╭─ Texto extraído
Con ellos, como ellos
Las postas de alivio son escasas para
Gusinde, debido a que “es sumamente oneroso introducirse en un pueblo
de carácter netamente nómade”. Pese a su juventud, sufre en la misión
de recorrer las tierras heladas y baldías con el fin de colectar datos
y estudiar las particularidades étnicas de los aborígenes. “Lo único
que puedo decir al respecto es que les he acompañado día y noche,
sin mostrarme jamás con aquella imperiosa superioridad que el civilizado
acentúa en todas partes”. Como una declaración de principios, Gusinde
anota que “he sentido con ellos y como ellos”.
Gusinde estuvo a punto de morir congelado
y perdido en las sierras nevadas de la Tierra del Fuego, debió permanecer
a veces varios días en el precario refugio de una choza de pieles
de guanaco esperando una chance de claridad en un cielo de generosa
negrura. También contrajo enfermedades como el escorbuto y la anemia,
producto de la precaria alimentación a la que no estaba acostumbrado.
En aquella tierra de maldición yerma, no crecen más que pobres tubérculos,
y un trozo de carne asado es tan sólo un espejismo del buen comer.
Contra el olvido
Gusinde es también un hidalgo caballero
que, varias veces, interpone su integridad física para socorrer al
desvalido en una región ya plagada de facinerosos: “Aun estuve en
peligro de perder la vida al defender a una india contra el cinismo
de uno de estos perversos. Pero estoy seguro del agradecimiento de
los ultrajados indios, y tengo, además, la dulce satisfacción de mantener
mi conciencia tranquila”.
La naturaleza, las vicisitudes, la
sociedad enferma que ha ido a usurpar las tierras para su inmediato
beneficio -”¡qué idea se formarán del cristianismo que tales individuos
representan!”-, todo ello constituye el periplo que debe sortear el
antropólogo convertido héroe.
En todos sus viajes, Martín Gusinde
cargó pesados equipos de fotografía, y tomó cientos de retratos de
los aborígenes. Los hay tanto en el terreno mismo, con las inherentes
dificultades de transporte, en faenas de caza o en ceremonias religiosas,
como otros más reposados captados en los alrededores de las haciendas.
╰─
╭─ Extractos de datos
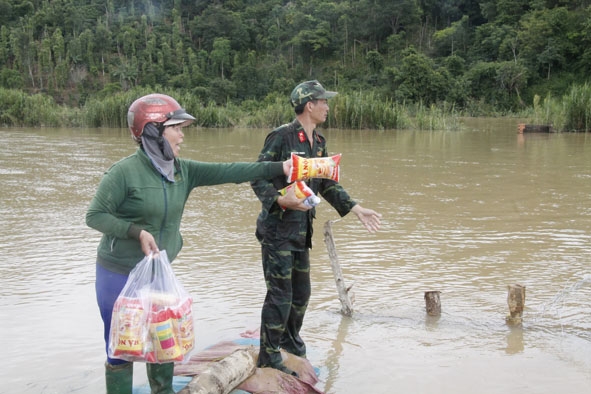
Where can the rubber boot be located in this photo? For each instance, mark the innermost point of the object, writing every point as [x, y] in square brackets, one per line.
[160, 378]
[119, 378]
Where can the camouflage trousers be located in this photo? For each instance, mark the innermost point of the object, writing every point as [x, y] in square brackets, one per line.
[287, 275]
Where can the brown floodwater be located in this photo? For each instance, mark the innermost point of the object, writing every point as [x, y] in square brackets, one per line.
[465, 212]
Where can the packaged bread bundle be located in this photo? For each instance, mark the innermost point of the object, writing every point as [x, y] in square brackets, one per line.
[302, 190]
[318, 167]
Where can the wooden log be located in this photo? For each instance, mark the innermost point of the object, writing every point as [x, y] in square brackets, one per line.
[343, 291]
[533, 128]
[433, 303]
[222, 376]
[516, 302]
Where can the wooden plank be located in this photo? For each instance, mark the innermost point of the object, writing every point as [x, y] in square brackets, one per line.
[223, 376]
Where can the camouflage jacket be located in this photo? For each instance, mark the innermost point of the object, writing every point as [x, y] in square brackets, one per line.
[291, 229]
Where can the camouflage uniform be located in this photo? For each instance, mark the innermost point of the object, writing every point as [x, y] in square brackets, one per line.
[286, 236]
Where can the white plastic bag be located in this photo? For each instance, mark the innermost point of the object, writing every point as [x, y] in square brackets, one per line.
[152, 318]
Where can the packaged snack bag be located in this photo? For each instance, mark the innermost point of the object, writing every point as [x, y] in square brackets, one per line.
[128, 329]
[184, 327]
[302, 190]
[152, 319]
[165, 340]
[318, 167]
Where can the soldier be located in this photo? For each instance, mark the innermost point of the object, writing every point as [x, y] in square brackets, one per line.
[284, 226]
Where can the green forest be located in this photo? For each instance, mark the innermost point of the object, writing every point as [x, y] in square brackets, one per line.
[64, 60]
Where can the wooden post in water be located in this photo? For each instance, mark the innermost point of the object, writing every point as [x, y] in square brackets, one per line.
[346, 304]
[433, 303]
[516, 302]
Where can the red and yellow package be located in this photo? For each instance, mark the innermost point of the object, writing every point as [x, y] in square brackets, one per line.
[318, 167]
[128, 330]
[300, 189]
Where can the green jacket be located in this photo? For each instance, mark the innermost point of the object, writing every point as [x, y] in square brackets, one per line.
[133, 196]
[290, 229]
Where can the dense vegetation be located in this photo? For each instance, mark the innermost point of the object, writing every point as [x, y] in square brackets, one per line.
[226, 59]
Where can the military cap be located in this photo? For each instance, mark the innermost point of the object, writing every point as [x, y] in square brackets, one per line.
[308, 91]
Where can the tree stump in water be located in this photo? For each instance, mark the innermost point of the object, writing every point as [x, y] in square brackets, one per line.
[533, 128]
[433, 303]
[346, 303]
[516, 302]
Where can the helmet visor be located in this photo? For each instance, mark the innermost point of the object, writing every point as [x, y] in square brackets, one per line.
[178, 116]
╰─
╭─ Extractos de datos
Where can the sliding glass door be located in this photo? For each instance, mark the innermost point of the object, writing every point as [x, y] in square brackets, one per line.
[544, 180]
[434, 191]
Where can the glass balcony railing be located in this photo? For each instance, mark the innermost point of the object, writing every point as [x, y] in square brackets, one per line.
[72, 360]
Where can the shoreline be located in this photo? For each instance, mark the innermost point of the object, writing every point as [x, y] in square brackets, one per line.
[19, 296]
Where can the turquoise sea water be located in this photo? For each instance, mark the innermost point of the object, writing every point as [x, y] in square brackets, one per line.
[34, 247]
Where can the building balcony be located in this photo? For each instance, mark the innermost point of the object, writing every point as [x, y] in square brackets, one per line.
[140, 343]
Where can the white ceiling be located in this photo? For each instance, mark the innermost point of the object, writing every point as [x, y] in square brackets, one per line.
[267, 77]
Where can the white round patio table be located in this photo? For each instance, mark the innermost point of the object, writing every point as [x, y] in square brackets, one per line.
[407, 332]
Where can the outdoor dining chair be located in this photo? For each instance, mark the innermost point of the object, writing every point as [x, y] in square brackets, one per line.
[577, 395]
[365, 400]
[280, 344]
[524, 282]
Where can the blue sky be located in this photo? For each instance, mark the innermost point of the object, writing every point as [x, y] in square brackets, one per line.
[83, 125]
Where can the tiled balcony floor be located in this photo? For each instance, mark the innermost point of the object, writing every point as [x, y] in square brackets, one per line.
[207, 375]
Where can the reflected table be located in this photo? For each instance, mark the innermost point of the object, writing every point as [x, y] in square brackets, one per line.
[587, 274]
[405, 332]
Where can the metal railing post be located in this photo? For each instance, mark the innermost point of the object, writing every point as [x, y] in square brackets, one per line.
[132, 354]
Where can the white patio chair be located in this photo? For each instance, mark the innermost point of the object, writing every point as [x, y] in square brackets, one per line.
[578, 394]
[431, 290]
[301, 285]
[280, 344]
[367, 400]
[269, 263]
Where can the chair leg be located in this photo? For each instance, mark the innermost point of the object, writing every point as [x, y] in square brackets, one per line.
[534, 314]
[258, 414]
╰─
╭─ Extractos de datos
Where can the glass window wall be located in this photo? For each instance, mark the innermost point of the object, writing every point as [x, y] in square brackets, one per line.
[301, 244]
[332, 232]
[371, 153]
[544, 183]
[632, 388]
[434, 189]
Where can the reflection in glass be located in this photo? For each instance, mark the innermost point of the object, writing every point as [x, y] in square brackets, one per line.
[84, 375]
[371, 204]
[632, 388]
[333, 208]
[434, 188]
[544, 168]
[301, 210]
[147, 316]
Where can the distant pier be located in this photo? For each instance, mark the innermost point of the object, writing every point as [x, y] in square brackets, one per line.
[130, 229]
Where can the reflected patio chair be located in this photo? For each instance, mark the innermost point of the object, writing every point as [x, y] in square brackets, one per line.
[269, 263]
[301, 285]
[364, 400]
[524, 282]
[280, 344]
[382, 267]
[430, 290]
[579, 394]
╰─
## Instrucciones de la tarea
Resume en forma de lista el párrafo del texto sobre Martín Gusinde que empieza con "Gusinde estuvo a punto de morir congelado", sin perder sus datos principales. Para responder, basta con el texto extraído.

## Resultado esperado
- Casi muere congelado y perdido en las sierras nevadas de Tierra del Fuego.
- A veces tuvo que quedarse varios días en una precaria choza de pieles de guanaco, esperando que el cielo se despejara.
- Contrajo escorbuto y anemia por una alimentación pobre a la que no estaba acostumbrado.
- En esa tierra solo crecen pobres tubérculos, y un trozo de carne asada es apenas un espejismo.